Piers Morgan has been a vocal critic of Boris Johnson and the government’s handling of the coronavirus crisis throughout the pandemic, but he’s now called out what he thinks could be their “single most inexplicable and culpable failure” of all.
As daily Covid-19 cases rose above 60,000 in the UK for the first time, the PM told the Independent that he would be introducing measures meaning those who enter the country would first have to undergo a coronavirus test.
Speaking about the current situation on Twitter, Piers highlighted Johnson’s difference in attitude toward UK borders when it came to Brexit, compared to controlling the spread of the virus.
“Boris Johnson’s Govt, which fought a lengthy battle to drag the UK out of Europe so we could ‘control our border’ has done virtually nothing in this pandemic to control our border,” he wrote.
“This may end up being their single most inexplicable & culpable failure in the crisis.”
His comments come a day after Piers tore into the prime minister’s delayed action in putting England back on lockdown, despite a surge in Covid-19 cases.
Piers said during Tuesday’s edition of Good Morning Britain: “All the kids, we know, are the biggest passers on of the virus, he sends them all back to school to mingle together for one day so they can all share the virus, and sends them all back home so they can infect all their elderly relatives. What a brilliant idea from the prime minister.
“How did they go from being completely safe on Sunday and yesterday morning to being so dangerous they all have to be closed? We know the answer, the answer is he eventually got to the right decision.
“The case numbers of this variant of Covid-19 are exploding. We could see that, we could see that before Sunday. We could all see the numbers. Why, why do you do this? Why do you send all the kids? Why do you disrupt everybody’s lives completely unnecessarily, parents, kids, everything, for one day and then pull the plug?
“It is utterly insane and so indicative of the way the government has handled this campaign.”
While the divisive presenter has been severely critical of the current government in recent times, he did vote for Johnson in the 2019 general election, saying he felt that the Conservatives were most likely to deliver on Brexit.
“I voted for Boris Johnson and the Conservative Party,” he told LBC. “Not from any great love of either, but because, as I have made clear on Good Morning Britain for the last three years, I was incensed by the failure to honour the result of the referendum.
“I voted to Remain and I would vote to Remain again. I’m not a great fan of Brexit. However, I’m a much bigger fan of democracy. And to me, Boris Johnson was the only major party candidate who was offering to honour democracy and to respect the fact that 17.4million people had voted to leave the European Union.”

◆ **Problem statement**:
According to the Piers Morgan article, what daily number of Covid-19 cases did the UK rise above for the first time?

Stored entries
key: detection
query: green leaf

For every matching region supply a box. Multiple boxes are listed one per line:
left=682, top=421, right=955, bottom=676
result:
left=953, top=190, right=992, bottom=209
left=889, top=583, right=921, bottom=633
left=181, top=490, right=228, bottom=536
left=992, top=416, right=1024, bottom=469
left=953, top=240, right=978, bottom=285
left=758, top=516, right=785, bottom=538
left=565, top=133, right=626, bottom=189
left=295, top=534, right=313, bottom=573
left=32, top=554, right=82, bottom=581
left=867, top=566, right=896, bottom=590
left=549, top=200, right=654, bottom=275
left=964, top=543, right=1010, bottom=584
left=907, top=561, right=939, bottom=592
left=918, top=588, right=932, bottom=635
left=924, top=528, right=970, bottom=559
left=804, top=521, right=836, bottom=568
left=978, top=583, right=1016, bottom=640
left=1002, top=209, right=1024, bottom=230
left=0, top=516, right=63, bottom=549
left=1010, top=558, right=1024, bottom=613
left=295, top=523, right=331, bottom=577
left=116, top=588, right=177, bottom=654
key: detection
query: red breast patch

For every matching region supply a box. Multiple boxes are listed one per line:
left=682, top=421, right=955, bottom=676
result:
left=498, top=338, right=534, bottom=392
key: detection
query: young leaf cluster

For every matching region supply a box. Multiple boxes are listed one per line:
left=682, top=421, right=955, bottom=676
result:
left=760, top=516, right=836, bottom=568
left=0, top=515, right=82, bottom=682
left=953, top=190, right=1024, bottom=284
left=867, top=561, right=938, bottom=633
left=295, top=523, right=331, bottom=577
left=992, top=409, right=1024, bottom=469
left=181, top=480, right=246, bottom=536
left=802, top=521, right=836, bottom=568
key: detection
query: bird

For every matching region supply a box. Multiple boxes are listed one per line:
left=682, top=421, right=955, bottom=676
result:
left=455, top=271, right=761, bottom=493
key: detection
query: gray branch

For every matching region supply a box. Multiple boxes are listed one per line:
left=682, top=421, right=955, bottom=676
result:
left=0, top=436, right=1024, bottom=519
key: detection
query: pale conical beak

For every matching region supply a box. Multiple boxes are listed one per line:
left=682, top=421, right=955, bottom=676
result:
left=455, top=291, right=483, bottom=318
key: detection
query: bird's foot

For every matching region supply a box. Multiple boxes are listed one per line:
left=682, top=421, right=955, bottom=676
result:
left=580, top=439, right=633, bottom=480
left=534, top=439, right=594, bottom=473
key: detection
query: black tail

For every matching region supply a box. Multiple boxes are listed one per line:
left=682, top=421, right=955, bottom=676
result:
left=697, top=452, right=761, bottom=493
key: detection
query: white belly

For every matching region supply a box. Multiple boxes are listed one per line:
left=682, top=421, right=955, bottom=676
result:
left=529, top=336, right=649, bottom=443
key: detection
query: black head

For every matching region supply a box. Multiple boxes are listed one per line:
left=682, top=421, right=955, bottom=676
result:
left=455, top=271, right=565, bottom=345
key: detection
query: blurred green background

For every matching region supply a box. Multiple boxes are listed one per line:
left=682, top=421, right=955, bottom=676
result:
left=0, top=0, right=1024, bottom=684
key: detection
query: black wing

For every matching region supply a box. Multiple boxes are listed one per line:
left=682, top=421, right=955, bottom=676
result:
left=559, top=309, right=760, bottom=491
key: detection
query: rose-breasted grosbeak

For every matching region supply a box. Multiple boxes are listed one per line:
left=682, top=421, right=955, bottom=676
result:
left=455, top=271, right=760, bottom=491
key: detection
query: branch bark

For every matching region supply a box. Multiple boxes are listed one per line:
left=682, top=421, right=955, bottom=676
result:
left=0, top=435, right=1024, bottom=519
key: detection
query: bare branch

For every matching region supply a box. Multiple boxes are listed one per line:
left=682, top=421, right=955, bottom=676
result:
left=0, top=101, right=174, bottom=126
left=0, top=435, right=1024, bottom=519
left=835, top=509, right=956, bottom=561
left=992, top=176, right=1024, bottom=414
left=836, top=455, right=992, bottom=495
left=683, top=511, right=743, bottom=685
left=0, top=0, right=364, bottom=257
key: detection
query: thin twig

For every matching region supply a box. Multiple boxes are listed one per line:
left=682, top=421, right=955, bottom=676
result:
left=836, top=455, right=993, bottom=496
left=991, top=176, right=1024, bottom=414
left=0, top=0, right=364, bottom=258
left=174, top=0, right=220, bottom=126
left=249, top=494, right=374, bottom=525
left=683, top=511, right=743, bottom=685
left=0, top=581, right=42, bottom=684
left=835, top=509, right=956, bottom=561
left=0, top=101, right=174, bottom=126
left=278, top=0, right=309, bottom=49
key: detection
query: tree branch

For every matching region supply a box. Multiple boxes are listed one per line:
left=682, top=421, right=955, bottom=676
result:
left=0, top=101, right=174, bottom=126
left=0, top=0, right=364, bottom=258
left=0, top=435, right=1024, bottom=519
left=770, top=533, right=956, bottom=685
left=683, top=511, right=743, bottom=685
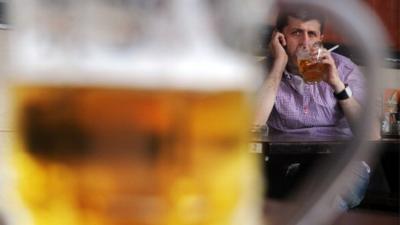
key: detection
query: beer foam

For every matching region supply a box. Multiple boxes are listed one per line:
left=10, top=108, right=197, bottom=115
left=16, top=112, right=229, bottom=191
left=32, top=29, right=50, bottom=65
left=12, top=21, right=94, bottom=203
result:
left=10, top=44, right=261, bottom=90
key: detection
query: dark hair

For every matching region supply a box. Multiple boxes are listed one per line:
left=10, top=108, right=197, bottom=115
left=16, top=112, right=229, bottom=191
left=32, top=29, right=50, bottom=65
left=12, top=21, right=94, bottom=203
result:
left=275, top=5, right=325, bottom=33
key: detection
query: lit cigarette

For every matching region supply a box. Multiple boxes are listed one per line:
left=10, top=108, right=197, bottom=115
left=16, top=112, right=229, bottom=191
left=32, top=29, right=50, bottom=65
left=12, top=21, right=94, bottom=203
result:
left=328, top=45, right=339, bottom=52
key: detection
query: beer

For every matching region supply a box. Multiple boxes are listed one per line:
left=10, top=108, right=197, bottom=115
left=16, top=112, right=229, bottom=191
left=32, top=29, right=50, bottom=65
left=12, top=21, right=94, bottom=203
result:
left=13, top=85, right=260, bottom=225
left=298, top=59, right=328, bottom=83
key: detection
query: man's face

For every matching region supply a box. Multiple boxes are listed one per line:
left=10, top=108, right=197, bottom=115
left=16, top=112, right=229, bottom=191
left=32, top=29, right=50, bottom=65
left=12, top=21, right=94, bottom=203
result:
left=282, top=16, right=323, bottom=65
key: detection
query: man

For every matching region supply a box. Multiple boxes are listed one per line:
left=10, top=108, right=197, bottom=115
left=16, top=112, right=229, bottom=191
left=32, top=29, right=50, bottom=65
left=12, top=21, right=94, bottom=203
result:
left=255, top=9, right=364, bottom=137
left=255, top=7, right=376, bottom=209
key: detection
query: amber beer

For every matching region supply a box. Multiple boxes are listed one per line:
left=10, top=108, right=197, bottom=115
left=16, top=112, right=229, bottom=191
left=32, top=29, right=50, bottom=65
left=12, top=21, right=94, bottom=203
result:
left=298, top=59, right=328, bottom=83
left=14, top=85, right=260, bottom=225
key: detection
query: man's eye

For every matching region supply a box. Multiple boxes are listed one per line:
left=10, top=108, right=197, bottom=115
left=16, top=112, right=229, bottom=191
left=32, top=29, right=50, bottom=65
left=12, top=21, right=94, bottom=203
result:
left=292, top=31, right=301, bottom=36
left=308, top=32, right=317, bottom=37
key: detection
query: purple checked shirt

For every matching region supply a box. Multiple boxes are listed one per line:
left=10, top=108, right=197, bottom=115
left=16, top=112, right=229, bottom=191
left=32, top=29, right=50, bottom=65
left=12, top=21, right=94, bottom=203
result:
left=267, top=53, right=365, bottom=137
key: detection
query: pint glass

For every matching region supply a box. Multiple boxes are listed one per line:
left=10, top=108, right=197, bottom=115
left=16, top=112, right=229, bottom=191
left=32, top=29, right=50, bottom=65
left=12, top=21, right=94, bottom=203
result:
left=6, top=0, right=262, bottom=225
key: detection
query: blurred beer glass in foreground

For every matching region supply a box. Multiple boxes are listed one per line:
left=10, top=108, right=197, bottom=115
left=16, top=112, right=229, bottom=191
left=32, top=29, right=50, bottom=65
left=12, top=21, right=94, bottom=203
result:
left=4, top=0, right=268, bottom=225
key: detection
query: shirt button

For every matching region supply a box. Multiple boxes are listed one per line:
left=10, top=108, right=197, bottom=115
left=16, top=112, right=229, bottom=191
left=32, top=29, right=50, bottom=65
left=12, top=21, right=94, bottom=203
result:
left=303, top=106, right=308, bottom=114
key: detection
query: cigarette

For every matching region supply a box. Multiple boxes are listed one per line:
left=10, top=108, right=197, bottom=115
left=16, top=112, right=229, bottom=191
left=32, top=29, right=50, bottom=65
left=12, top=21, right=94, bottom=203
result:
left=328, top=45, right=339, bottom=52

◆ **Task solution**:
60,000